▸ Yang Perlu Dikerjakan
Kembalikan salinan persis bagian teks tentang kepemimpinan yang diawali dengan "Pemimpin dan Kepemimpinan" dan berlanjut sampai "maupun muslim sekalipun.".

··· Kutipan Sumber ···

Pemimpin dan Kepemimpinan

Banyak dari umat Islam yang dibingungkan tatkala negeri ini sedang menggelar pemilihan pemimpin baru baik presiden, gubernur, dan anggota dewan. Bagaimana tidak, negeri ini adalah negeri demokrasi, yang mana kedaulatan berada di tangan rakyat, bukan syariat. Artinya para pemimpinnya termasuk calon pemimpinnya adalah pemimpin yang menjalankan kedaulatan rakyat bukan kedaulatan syariat, baik pemimpin dan calon pemimpin itu non muslim maupun muslim sekalipun.

Akibatnya banyak pihak dari kalangan umat Islam yang memilih mundur dari perhelatan pemilu alias golput, dengan berpegang pada prinsip bahwa memilih pemimpin yang tidak menerapkan syariat Islam adalah harram hukumnya. Di sisi lain ada pula yang merasa tetap berkewajiban memilih pemimpin meskipun pemimpinnya diketahui pasti tidak akan membawa pengaruh Islam di dalam kepemimpinannya. Sampai-sampai mengeluarkan fatwa “golput haram” dengan dasar “memilih pemimpin itu diwajibkan syariat”.

··· Data yang Ditampilkan ···

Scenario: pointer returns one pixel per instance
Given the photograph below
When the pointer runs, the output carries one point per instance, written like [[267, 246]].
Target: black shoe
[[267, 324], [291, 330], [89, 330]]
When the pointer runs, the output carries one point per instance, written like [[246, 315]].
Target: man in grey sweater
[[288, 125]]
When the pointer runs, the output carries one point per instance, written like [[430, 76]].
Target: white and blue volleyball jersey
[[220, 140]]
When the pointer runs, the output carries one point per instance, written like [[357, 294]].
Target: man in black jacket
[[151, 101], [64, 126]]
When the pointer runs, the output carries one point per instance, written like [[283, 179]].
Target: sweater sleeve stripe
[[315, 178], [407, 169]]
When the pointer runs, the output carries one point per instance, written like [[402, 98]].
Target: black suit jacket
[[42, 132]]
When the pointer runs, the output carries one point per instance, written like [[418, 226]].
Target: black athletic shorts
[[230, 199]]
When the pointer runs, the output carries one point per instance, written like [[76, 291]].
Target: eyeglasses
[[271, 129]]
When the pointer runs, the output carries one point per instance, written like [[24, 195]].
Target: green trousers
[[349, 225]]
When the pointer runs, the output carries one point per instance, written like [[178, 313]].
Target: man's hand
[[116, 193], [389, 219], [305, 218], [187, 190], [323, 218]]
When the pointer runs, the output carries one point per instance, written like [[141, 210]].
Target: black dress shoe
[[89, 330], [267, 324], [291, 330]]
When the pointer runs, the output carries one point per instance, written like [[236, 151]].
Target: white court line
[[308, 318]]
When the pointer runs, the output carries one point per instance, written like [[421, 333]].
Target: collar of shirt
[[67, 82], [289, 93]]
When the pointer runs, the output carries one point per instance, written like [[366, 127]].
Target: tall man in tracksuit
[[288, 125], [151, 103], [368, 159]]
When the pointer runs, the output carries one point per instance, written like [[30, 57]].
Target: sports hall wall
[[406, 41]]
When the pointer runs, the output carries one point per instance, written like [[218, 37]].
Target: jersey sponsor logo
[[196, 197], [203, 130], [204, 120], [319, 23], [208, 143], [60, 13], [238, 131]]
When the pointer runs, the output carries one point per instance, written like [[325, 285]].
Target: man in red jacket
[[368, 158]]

···

▸ Hasil
Pemimpin dan Kepemimpinan

Banyak dari umat Islam yang dibingungkan tatkala negeri ini sedang menggelar pemilihan pemimpin baru baik presiden, gubernur, dan anggota dewan. Bagaimana tidak, negeri ini adalah negeri demokrasi, yang mana kedaulatan berada di tangan rakyat, bukan syariat. Artinya para pemimpinnya termasuk calon pemimpinnya adalah pemimpin yang menjalankan kedaulatan rakyat bukan kedaulatan syariat, baik pemimpin dan calon pemimpin itu non muslim maupun muslim sekalipun.